## Exercise
The reply should match the listing below character for character, except that no image is carried over.
==================================================
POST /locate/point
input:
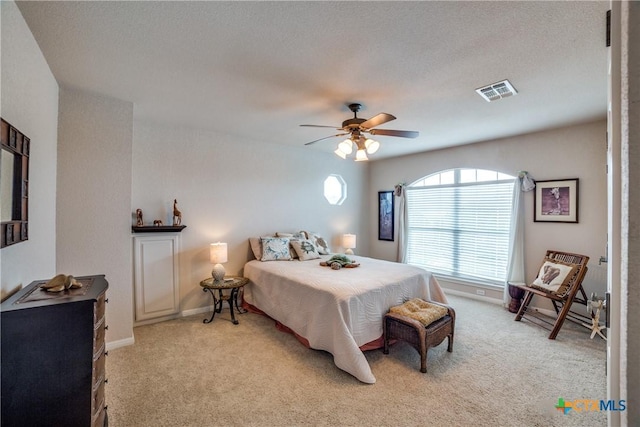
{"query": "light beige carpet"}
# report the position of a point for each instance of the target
(501, 373)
==================================================
## Result of the exercise
POST /locate/point
input:
{"query": "light beige carpet"}
# report the position of a point for each instance of the target
(501, 373)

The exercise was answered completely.